● **EXERCISE PROMPT**:
Repeat the entries below exactly and in full.
========
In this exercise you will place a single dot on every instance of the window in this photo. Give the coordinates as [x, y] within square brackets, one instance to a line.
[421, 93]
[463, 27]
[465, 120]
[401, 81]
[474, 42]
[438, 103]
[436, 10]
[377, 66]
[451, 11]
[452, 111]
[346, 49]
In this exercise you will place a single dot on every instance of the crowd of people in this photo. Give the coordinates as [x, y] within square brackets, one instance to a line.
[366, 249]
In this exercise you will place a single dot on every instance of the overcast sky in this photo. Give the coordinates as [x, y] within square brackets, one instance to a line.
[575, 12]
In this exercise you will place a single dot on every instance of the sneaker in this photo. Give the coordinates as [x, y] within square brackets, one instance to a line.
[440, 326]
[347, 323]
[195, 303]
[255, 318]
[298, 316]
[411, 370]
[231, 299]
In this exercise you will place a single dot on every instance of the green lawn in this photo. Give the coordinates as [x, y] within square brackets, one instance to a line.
========
● **YOUR RESPONSE**:
In this exercise you will place a single dot on every instance of the window in this photo. Give the coordinates as [x, y] within square brackets, one instance to a line.
[421, 93]
[463, 27]
[465, 120]
[401, 81]
[474, 42]
[438, 103]
[436, 10]
[377, 66]
[451, 11]
[452, 111]
[346, 49]
In this exercise you will place a single dot on every instance of the crowd of people in this photo. Give the coordinates as [x, y] within square brackets, one instance to a line.
[366, 249]
In this exercise you will place a single dot on every instance of the overcast sky in this photo. Give the coordinates as [x, y] within square brackets, one instance to a line.
[575, 12]
In this exercise you will place a single dot on every instance of the sneaker in this photo. Give the coordinates as [x, y] within square brackets, one instance to a line.
[440, 326]
[347, 323]
[195, 303]
[255, 318]
[298, 316]
[411, 370]
[231, 299]
In this exercise you will place a single dot on every instance of the green lawn in this photo. Give the coordinates as [x, y] within square brackets, one instance to a line.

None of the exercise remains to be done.